Return all the entries. Match them word for word.

(Dataset entries)
■ ■ ■ ■ ■ ■ ■

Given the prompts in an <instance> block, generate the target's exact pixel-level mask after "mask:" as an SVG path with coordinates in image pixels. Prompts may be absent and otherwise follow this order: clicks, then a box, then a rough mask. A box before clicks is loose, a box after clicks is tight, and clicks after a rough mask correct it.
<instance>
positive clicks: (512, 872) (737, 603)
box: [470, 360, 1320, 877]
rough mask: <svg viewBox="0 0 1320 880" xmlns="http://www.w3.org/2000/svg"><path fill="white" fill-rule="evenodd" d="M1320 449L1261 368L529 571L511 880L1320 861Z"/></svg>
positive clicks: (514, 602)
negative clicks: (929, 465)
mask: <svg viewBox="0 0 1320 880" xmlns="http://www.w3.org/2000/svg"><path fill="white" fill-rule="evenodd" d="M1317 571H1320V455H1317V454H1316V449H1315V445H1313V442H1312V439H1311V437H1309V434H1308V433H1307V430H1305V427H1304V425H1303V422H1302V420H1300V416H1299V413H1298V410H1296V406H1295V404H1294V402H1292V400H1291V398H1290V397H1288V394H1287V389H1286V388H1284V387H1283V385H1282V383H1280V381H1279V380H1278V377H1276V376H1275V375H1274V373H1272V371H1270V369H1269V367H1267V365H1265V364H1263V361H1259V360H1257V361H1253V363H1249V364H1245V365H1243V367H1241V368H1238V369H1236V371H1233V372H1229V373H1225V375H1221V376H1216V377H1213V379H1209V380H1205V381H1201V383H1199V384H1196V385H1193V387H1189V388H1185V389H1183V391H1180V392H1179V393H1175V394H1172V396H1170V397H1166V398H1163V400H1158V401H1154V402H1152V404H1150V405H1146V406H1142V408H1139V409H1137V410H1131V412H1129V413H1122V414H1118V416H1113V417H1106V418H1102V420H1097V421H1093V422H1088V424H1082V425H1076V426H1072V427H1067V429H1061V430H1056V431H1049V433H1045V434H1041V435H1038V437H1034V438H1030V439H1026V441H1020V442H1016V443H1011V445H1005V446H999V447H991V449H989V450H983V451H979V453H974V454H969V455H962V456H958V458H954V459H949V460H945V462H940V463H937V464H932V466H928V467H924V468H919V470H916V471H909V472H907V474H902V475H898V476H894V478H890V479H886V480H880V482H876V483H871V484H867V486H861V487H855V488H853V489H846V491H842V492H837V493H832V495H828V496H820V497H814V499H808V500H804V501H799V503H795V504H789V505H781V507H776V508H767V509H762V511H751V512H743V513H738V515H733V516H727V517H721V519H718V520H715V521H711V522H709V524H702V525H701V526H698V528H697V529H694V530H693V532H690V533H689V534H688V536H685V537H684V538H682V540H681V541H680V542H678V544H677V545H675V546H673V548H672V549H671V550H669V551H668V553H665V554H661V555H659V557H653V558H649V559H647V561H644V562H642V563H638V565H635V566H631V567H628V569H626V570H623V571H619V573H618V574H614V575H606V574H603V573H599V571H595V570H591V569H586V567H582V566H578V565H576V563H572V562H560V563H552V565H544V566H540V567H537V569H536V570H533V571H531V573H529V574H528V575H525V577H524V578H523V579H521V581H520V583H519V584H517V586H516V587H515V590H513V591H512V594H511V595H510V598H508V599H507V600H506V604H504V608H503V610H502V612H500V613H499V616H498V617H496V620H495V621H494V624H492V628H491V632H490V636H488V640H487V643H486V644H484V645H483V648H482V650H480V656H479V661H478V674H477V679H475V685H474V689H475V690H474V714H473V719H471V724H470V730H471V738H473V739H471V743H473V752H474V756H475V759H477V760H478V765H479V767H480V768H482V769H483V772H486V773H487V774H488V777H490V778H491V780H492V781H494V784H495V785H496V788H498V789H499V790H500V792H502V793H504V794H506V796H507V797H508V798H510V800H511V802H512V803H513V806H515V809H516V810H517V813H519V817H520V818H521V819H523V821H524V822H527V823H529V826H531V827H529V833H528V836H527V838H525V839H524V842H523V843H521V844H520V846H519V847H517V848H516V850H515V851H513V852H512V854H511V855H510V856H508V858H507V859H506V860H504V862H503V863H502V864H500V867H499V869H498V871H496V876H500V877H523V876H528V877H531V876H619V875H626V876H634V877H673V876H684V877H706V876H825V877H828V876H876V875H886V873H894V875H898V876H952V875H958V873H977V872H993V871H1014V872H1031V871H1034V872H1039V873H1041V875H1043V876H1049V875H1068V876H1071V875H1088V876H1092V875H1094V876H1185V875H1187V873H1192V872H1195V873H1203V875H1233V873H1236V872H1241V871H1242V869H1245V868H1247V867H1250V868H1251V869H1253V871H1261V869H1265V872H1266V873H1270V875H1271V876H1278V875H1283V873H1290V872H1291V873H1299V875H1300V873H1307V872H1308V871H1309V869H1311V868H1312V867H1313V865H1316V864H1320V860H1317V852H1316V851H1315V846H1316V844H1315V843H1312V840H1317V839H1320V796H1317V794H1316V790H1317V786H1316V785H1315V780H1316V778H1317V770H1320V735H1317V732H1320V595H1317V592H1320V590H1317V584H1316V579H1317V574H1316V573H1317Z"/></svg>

■ ■ ■ ■ ■ ■ ■

## [Solution for this exercise]
Given the prompts in an <instance> block, generate the target's exact pixel-level mask after "mask:" as an SVG path with coordinates in image pixels. Prompts may be absent and otherwise follow this order: clicks, then a box, then a rough mask. A box before clicks is loose, a box after clicks is tight, and clicks after a rough mask correct it.
<instance>
positive clicks: (512, 872) (737, 603)
box: [470, 360, 1320, 877]
rough mask: <svg viewBox="0 0 1320 880" xmlns="http://www.w3.org/2000/svg"><path fill="white" fill-rule="evenodd" d="M1320 449L1261 368L529 571L511 880L1320 861Z"/></svg>
positive clicks: (514, 602)
negative clicks: (929, 465)
mask: <svg viewBox="0 0 1320 880" xmlns="http://www.w3.org/2000/svg"><path fill="white" fill-rule="evenodd" d="M1317 571H1320V455H1317V454H1316V449H1315V445H1313V442H1312V439H1311V437H1309V434H1308V433H1307V430H1305V427H1304V425H1303V422H1302V420H1300V416H1299V413H1298V410H1296V406H1295V404H1294V402H1292V400H1291V398H1290V397H1288V394H1287V389H1286V388H1284V387H1283V385H1282V383H1280V381H1279V380H1278V377H1276V376H1275V375H1274V373H1272V371H1270V369H1269V367H1267V365H1265V364H1263V361H1259V360H1257V361H1253V363H1249V364H1245V365H1243V367H1241V368H1238V369H1236V371H1233V372H1229V373H1225V375H1221V376H1216V377H1213V379H1209V380H1205V381H1201V383H1199V384H1196V385H1193V387H1189V388H1185V389H1183V391H1180V392H1179V393H1175V394H1172V396H1170V397H1166V398H1163V400H1158V401H1154V402H1152V404H1150V405H1146V406H1142V408H1139V409H1137V410H1131V412H1129V413H1122V414H1118V416H1113V417H1106V418H1102V420H1097V421H1093V422H1088V424H1082V425H1076V426H1072V427H1067V429H1061V430H1056V431H1049V433H1045V434H1041V435H1038V437H1034V438H1030V439H1026V441H1020V442H1016V443H1011V445H1005V446H999V447H991V449H989V450H983V451H979V453H974V454H969V455H962V456H958V458H954V459H949V460H945V462H940V463H937V464H932V466H928V467H924V468H919V470H916V471H909V472H907V474H902V475H898V476H894V478H890V479H886V480H880V482H876V483H871V484H867V486H861V487H855V488H853V489H846V491H842V492H837V493H832V495H828V496H820V497H814V499H808V500H804V501H799V503H795V504H789V505H781V507H776V508H767V509H762V511H751V512H743V513H738V515H733V516H727V517H721V519H718V520H715V521H711V522H709V524H702V525H701V526H698V528H697V529H694V530H693V532H690V533H689V534H688V536H685V537H684V538H682V540H681V541H680V542H678V544H677V545H675V546H673V548H672V549H671V550H669V551H668V553H665V554H661V555H659V557H653V558H649V559H647V561H644V562H642V563H638V565H635V566H631V567H628V569H626V570H623V571H619V573H618V574H614V575H606V574H603V573H599V571H595V570H591V569H586V567H582V566H578V565H576V563H572V562H560V563H552V565H544V566H540V567H537V569H536V570H533V571H531V573H529V574H528V575H525V577H524V578H523V579H521V581H520V583H519V584H517V586H516V587H515V590H513V591H512V594H511V595H510V598H508V599H507V600H506V604H504V608H503V610H502V612H500V613H499V616H498V617H496V620H495V621H494V624H492V628H491V632H490V636H488V640H487V643H486V644H484V645H483V648H482V650H480V656H479V661H478V674H477V679H475V685H474V689H475V690H474V714H473V719H471V724H470V730H471V738H473V739H471V743H473V752H474V756H475V759H477V760H478V765H479V767H480V768H482V769H483V772H486V773H487V774H488V777H490V778H491V780H492V781H494V784H495V785H496V788H498V789H499V790H500V792H502V793H504V794H506V796H507V797H508V798H510V800H511V802H512V803H513V806H515V809H516V810H517V813H519V817H520V818H521V819H523V821H524V822H527V823H529V826H531V827H529V833H528V836H527V838H525V839H524V842H523V843H521V844H520V846H519V847H517V848H516V850H515V851H513V852H512V854H511V855H510V856H508V858H507V859H506V860H504V862H503V863H502V864H500V867H499V869H498V871H496V876H500V877H523V876H528V877H531V876H619V875H626V876H634V877H673V876H684V877H706V876H825V877H828V876H876V875H886V873H894V875H898V876H952V875H958V873H977V872H993V871H1014V872H1031V871H1034V872H1039V873H1041V875H1043V876H1049V875H1068V876H1071V875H1088V876H1092V875H1094V876H1185V875H1187V873H1192V872H1195V873H1203V875H1233V873H1236V872H1241V871H1242V869H1245V868H1247V867H1250V868H1251V869H1253V871H1261V869H1265V872H1266V873H1270V875H1271V876H1278V875H1283V873H1290V872H1291V873H1299V875H1300V873H1307V872H1308V871H1309V869H1311V868H1312V867H1313V865H1316V864H1320V860H1317V852H1316V851H1315V846H1316V844H1315V843H1312V840H1317V839H1320V796H1317V794H1316V790H1317V786H1316V785H1315V780H1316V778H1317V770H1320V735H1317V732H1320V595H1317V592H1320V590H1317V584H1316V579H1317V574H1316V573H1317Z"/></svg>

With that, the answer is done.